[Point annotation dataset records]

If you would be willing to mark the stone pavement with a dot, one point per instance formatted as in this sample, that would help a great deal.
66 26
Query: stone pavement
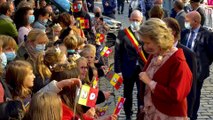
206 107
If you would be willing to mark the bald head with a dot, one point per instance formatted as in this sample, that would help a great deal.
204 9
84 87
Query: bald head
193 18
97 9
136 15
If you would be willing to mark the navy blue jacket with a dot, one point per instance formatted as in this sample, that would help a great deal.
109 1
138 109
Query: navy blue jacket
203 49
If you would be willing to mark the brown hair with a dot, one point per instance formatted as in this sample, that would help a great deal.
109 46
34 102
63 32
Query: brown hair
156 12
47 61
45 106
65 18
157 30
15 76
174 25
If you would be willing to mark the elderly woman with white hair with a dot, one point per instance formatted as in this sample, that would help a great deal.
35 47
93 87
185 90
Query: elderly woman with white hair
166 75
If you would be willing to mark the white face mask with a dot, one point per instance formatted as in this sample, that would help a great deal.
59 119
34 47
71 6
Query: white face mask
187 25
135 25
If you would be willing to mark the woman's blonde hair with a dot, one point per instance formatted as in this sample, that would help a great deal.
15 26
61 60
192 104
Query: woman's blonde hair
45 106
35 34
8 41
15 76
158 32
71 42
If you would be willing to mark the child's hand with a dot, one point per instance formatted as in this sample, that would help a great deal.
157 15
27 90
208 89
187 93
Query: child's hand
107 94
91 112
105 69
68 82
113 117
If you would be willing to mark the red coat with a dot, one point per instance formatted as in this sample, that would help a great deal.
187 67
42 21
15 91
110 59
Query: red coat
174 80
68 114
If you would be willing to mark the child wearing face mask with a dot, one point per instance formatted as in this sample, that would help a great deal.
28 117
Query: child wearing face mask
9 47
36 43
45 62
71 43
41 23
3 57
20 78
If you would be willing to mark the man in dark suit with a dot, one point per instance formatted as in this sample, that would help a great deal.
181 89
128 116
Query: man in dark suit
195 4
160 3
127 60
190 59
180 16
199 40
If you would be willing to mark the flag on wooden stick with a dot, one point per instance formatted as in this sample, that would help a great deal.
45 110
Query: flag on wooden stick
88 96
115 79
119 105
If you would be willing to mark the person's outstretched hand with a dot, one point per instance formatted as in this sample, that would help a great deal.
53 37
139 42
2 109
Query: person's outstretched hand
69 82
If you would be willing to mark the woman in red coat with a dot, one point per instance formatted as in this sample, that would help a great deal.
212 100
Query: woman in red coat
166 75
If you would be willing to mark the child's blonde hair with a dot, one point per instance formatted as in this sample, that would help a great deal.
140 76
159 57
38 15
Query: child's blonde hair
45 106
35 34
15 76
71 42
86 80
89 48
8 41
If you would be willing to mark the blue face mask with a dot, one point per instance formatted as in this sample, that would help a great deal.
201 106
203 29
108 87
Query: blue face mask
45 21
79 7
40 47
10 55
31 19
187 25
135 25
3 60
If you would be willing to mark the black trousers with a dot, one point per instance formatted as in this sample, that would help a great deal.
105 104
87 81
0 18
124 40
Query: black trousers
128 90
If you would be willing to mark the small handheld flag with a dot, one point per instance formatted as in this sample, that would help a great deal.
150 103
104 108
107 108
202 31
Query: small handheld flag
88 96
115 79
100 38
119 105
105 51
102 111
82 23
95 82
75 7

THE REQUEST – Please rewrite the records from the line holding "If you would be willing to mark the person's" through the end of the records, inclusive, keeping every request line and its sample points unchanged. Rescale each answer point coordinate by multiplying it by 0.45 and rounding to the nearest whole number, with halves rounded up.

OUTPUT FOR THIS EXERCISE –
If you would be willing to mark the person's outstretched hand with a dot, one point per instance formatted as in this sample, that would help a great deal.
53 37
139 42
2 109
Query: person's outstretched hand
31 37
If you would be willing to mark the woman in red coat with a dot, one point per instance formatted as in this sample, that would help a great deal.
212 100
Query: woman in red coat
75 34
If you would be willing to mark the child's blonde hair with a dot, one point per instance formatted as in this sample, that would help a great deal.
140 76
159 57
38 15
Query: child's blonde hair
20 48
16 15
7 34
32 19
39 36
40 22
4 18
If you would be willing to mark the blue face mask with a dot, one point per instance formatted as in this sample, that would help a great deal.
201 106
203 29
108 87
Query: blue face mask
20 9
36 3
18 21
5 25
14 9
84 11
61 11
1 27
If you would be willing to mark the black trousers with a dot, one point per instance formatted as in this sample, that would help a great deal.
105 104
87 81
0 18
124 40
Query: black trousers
58 41
If you would be willing to mark the small handheld flag with a dot, one point per instance formatted as in this sample, that would help a great deal.
150 103
104 108
107 108
202 31
Query: small handheld flag
40 43
52 36
45 17
54 47
47 23
46 50
37 10
43 37
34 3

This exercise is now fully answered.